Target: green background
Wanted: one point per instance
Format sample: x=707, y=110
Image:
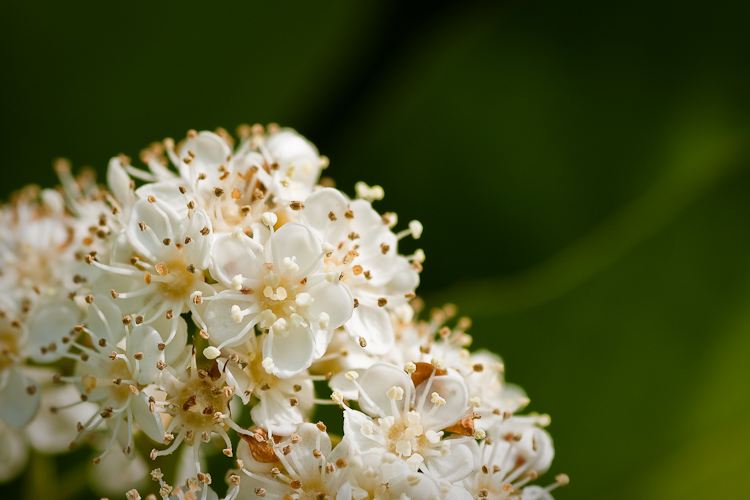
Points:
x=581, y=170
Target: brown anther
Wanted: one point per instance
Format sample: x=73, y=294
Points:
x=189, y=402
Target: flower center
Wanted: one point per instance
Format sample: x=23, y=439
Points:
x=199, y=401
x=406, y=435
x=278, y=296
x=115, y=375
x=178, y=278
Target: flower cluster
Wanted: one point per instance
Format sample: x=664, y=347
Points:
x=220, y=299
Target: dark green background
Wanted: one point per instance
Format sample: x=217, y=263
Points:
x=581, y=170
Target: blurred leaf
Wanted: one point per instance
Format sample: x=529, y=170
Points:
x=617, y=359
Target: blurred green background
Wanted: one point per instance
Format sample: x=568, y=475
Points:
x=581, y=169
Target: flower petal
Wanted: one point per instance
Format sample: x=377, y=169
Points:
x=235, y=254
x=207, y=151
x=144, y=340
x=318, y=209
x=104, y=319
x=49, y=322
x=376, y=382
x=220, y=325
x=374, y=325
x=290, y=353
x=19, y=398
x=149, y=422
x=149, y=225
x=334, y=300
x=296, y=242
x=452, y=389
x=455, y=465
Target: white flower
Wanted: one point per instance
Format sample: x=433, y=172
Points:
x=197, y=404
x=385, y=476
x=302, y=465
x=515, y=452
x=267, y=171
x=281, y=287
x=280, y=404
x=157, y=262
x=37, y=335
x=117, y=365
x=363, y=251
x=410, y=421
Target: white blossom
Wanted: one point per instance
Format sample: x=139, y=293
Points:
x=210, y=302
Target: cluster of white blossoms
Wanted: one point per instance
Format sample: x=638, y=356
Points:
x=217, y=305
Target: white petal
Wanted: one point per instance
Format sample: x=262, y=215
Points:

********************

Exercise details ▸ Rewrite all of the items above, changing every "Format sample" to "Sample format" and keeping everything else the same. Omit the pictures.

Exercise result ▸
Target: green background
Wanted: one point per instance
Sample format: x=707, y=110
Image:
Points:
x=581, y=170
Target: brown anther
Wanted: one point per instance
Sample format: x=73, y=294
Points:
x=189, y=402
Target: flower center
Wanted: one point per instance
Sample format: x=23, y=439
Points:
x=199, y=401
x=406, y=435
x=278, y=296
x=115, y=375
x=178, y=278
Target: flower cluster
Wanted: one point per instance
Sample format: x=664, y=347
Points:
x=220, y=299
Target: dark green background
Wanted: one point per instance
Sample format: x=217, y=263
Points:
x=581, y=170
Target: blurred leaf
Wanted: one point per instance
Sample format: x=529, y=170
Points:
x=617, y=359
Target: blurred green background
Wanted: one point per instance
Sample format: x=568, y=475
Points:
x=581, y=169
Target: flower petal
Wanted: one point per instance
Sample format: x=377, y=169
Points:
x=235, y=254
x=207, y=151
x=144, y=340
x=318, y=209
x=104, y=319
x=49, y=322
x=376, y=382
x=220, y=325
x=374, y=325
x=290, y=353
x=19, y=398
x=149, y=422
x=149, y=225
x=334, y=300
x=296, y=242
x=452, y=389
x=455, y=465
Target: white flower
Wanted: one point per instance
Sample format: x=433, y=172
Points:
x=197, y=404
x=385, y=476
x=302, y=465
x=515, y=452
x=267, y=171
x=281, y=287
x=280, y=404
x=157, y=262
x=37, y=335
x=117, y=365
x=363, y=251
x=410, y=421
Target: white blossom
Wanted: one point per instance
Sample format: x=139, y=293
Points:
x=210, y=302
Target: cluster of white blossoms
Wanted: one point per instance
Sample format: x=638, y=356
Points:
x=217, y=305
Target: white petal
Wanted: one point per instance
Sample format: x=262, y=215
Points:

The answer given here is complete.